• Activity:
Go through the lines below and copy each one that holds the string "white".

• Working data:
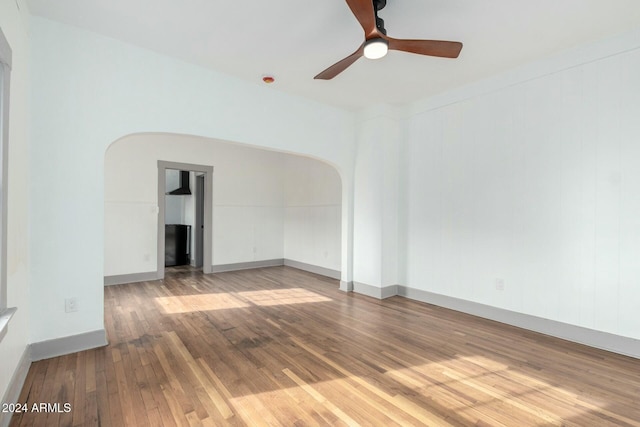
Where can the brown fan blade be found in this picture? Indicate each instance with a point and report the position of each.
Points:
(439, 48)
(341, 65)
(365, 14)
* * *
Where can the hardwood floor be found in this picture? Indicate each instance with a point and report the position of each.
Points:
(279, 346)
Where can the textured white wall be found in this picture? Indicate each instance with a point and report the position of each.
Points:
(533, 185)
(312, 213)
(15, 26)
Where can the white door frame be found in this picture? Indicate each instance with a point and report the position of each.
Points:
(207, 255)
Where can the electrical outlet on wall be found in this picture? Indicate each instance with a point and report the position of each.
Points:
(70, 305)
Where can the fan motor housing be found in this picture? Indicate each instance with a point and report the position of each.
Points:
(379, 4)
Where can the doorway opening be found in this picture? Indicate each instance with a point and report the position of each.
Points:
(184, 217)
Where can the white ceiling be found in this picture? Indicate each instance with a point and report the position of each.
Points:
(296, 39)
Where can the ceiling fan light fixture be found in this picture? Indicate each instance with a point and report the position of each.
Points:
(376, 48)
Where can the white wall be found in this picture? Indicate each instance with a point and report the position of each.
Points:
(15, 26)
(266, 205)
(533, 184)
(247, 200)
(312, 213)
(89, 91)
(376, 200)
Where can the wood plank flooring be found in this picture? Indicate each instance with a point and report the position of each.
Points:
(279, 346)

• Final answer:
Where can the textured white wall be found in this picture? Indicate each instance with a point and report the position of each.
Where can the white door frame be found in this picture? Indicate each instance with a point and report the position of each.
Where can the white ceiling be found in this picture? Indicate each instance with a point and report the position of each.
Where can the white wall be found in this picture? Indicate each instance with a point and report the position of each.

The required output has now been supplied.